▶ SOURCE DOCUMENT:
----------

Model: Add support for HuggingFace config and bad_words_ids

This is necessary for Kobold's API. Current models use bad_words_ids in generation_config.json, but for some reason, they're also present in the model's config.json. Signed-off-by: kingbri <bdashore3@proton.me>
2026-03-15 00:07:28 +00:00 · 2024-07-26 18:23:22 -04:00
parent 545e26608f
commit 7522b1447b
4 changed files with 68 additions and 9 deletions
--- a/backends/exllamav2/model.py
+++ b/backends/exllamav2/model.py
@@ -47,7 +47,7 @@ from common.templating import (
    TemplateLoadError,
    find_template_from_model,
 )
-from common.transformers_utils import GenerationConfig
+from common.transformers_utils import GenerationConfig, HuggingFaceConfig
 from common.utils import coalesce, unwrap


@@ -72,6 +72,7 @@ class ExllamaV2Container:
    draft_cache_mode: str = "FP16"
    max_batch_size: int = 20
    generation_config: Optional[GenerationConfig] = None
+    hf_config: Optional[HuggingFaceConfig] = None

    # GPU split vars
    gpu_split: Optional[list] = None
@@ -186,6 +187,9 @@ class ExllamaV2Container:
        except AttributeError:
            pass

+        # Create the hf_config
+        self.hf_config = HuggingFaceConfig.from_file(model_directory)

----------

▶ MATERIAL FOR THIS EXERCISE:
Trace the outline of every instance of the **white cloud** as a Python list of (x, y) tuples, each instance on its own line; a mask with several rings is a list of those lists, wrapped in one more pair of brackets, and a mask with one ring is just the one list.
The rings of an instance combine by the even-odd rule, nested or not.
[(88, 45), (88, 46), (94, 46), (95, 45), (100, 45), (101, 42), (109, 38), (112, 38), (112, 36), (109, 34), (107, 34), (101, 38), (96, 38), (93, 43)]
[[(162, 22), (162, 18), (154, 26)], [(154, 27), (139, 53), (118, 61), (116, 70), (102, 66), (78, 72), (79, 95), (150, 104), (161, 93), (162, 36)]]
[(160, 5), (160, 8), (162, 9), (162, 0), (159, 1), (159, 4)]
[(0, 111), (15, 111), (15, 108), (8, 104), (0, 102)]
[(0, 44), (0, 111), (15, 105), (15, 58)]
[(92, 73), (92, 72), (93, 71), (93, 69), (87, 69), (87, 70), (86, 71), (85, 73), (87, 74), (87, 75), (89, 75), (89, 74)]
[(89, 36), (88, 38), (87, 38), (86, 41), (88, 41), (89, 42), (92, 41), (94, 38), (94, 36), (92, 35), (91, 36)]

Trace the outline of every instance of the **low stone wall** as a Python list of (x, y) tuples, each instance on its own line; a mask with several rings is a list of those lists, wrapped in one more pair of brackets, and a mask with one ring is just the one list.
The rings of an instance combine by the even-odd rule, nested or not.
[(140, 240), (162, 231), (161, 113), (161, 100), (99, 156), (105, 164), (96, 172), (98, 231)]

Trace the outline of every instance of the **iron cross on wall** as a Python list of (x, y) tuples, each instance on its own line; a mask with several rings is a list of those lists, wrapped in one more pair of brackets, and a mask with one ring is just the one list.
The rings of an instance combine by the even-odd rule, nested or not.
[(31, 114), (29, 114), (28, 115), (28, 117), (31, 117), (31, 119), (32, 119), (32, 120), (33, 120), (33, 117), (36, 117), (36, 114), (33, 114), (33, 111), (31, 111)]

----------

▶ EXERCISE REQUIREMENTS:
1. Quote the commit page word for word, starting with "# GPU split" and going on through "self.hf_config = HuggingFaceConfig.from_file(model_directory)".
2. Print the records verbatim, starting with their first line and going on through the line with "35), (91, 36)]".
The commit page and the records were drawn from separate, unrelated sources.

▶ RESULTS OF THE EXERCISE:
1.
# GPU split vars
    gpu_split: Optional[list] = None
@@ -186,6 +187,9 @@ class ExllamaV2Container:
        except AttributeError:
            pass

+        # Create the hf_config
+        self.hf_config = HuggingFaceConfig.from_file(model_directory)

2.
Trace the outline of every instance of the **white cloud** as a Python list of (x, y) tuples, each instance on its own line; a mask with several rings is a list of those lists, wrapped in one more pair of brackets, and a mask with one ring is just the one list.
The rings of an instance combine by the even-odd rule, nested or not.
[(88, 45), (88, 46), (94, 46), (95, 45), (100, 45), (101, 42), (109, 38), (112, 38), (112, 36), (109, 34), (107, 34), (101, 38), (96, 38), (93, 43)]
[[(162, 22), (162, 18), (154, 26)], [(154, 27), (139, 53), (118, 61), (116, 70), (102, 66), (78, 72), (79, 95), (150, 104), (161, 93), (162, 36)]]
[(160, 5), (160, 8), (162, 9), (162, 0), (159, 1), (159, 4)]
[(0, 111), (15, 111), (15, 108), (8, 104), (0, 102)]
[(0, 44), (0, 111), (15, 105), (15, 58)]
[(92, 73), (92, 72), (93, 71), (93, 69), (87, 69), (87, 70), (86, 71), (85, 73), (87, 74), (87, 75), (89, 75), (89, 74)]
[(89, 36), (88, 38), (87, 38), (86, 41), (88, 41), (89, 42), (92, 41), (94, 38), (94, 36), (92, 35), (91, 36)]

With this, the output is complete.